Extracted data
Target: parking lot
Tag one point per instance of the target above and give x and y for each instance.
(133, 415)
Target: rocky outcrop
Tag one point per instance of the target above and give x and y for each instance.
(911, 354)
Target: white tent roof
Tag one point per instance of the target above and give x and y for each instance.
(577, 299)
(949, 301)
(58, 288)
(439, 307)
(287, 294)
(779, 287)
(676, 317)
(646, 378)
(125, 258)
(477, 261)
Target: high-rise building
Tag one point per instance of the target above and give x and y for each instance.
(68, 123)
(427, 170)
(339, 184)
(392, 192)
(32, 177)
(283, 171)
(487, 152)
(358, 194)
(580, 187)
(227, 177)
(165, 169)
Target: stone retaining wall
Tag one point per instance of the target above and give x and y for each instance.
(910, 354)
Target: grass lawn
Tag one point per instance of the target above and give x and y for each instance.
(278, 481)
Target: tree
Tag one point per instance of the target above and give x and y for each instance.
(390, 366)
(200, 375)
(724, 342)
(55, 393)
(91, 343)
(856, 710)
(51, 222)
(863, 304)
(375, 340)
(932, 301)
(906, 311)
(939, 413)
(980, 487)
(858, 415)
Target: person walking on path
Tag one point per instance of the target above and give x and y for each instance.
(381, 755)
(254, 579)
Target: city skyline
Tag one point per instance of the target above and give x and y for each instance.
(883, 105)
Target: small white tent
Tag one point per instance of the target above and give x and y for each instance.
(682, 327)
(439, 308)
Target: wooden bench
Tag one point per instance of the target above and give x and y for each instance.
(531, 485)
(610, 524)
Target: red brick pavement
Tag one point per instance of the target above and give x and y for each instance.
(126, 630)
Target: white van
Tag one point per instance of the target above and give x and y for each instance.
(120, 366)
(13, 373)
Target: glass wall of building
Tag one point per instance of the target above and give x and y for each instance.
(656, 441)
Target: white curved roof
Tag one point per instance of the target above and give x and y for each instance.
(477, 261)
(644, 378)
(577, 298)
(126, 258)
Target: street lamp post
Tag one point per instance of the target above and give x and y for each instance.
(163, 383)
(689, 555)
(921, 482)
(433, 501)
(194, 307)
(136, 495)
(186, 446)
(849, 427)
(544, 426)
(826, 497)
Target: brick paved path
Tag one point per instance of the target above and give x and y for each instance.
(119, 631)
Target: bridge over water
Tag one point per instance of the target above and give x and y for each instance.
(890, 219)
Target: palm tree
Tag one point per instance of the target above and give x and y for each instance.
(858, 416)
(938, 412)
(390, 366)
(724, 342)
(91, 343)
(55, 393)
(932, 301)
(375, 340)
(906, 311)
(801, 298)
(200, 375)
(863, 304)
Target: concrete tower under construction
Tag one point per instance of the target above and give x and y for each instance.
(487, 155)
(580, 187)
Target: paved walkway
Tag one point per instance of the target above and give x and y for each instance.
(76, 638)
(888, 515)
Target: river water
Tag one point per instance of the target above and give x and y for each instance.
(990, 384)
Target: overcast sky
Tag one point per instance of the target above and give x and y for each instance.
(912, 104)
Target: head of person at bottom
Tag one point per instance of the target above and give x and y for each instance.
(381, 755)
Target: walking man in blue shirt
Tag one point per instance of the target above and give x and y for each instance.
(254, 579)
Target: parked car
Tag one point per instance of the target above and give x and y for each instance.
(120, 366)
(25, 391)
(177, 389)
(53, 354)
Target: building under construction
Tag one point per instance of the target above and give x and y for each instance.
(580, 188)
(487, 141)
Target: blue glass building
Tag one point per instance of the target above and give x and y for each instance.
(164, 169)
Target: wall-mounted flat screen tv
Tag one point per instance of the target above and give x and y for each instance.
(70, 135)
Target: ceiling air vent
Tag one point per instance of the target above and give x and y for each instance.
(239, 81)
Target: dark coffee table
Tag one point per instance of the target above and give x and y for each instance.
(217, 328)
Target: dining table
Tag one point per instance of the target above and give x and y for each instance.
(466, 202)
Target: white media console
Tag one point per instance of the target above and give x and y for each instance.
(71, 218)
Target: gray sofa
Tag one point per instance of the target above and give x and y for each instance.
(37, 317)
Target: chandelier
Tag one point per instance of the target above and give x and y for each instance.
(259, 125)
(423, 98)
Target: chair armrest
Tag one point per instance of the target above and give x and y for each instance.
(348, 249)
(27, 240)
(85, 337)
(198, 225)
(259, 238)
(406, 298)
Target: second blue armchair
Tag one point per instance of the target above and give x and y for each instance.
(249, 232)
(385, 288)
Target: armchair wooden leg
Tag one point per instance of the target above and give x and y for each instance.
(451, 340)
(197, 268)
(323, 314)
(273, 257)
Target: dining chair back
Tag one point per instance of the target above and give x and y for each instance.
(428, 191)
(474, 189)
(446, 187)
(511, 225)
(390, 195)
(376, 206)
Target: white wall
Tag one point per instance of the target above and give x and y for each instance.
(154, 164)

What the exercise asks
Please give an exact copy of the entries above, from the line with "Target: person walking on path" down to the line with "Target: street lamp post", inclusive, and nothing else.

Task solution
Target: person walking on path
Tag one point per instance of the target above and give x and y for each instance.
(381, 755)
(254, 579)
Target: city skyline
Tag one point per instance of the target above and give x and y for each instance.
(883, 105)
Target: small white tent
Tag one point per instance of the target above and give x and y for each instance.
(682, 327)
(439, 308)
Target: wooden bench
Tag one point per instance of the target above and give x and y for each instance.
(531, 485)
(610, 524)
Target: red brick pavement
Tag one point per instance of the target above and give x and y for each instance.
(126, 630)
Target: white van
Tag one point per instance of the target above and give x and y for each instance.
(120, 366)
(13, 373)
Target: glass wall of building
Tag one point per instance of the target above and give x and y for each instance.
(656, 441)
Target: white curved roof
Tag one point per instance of the target above and give x and y for each instance.
(477, 261)
(644, 378)
(577, 298)
(126, 258)
Target: street lamp post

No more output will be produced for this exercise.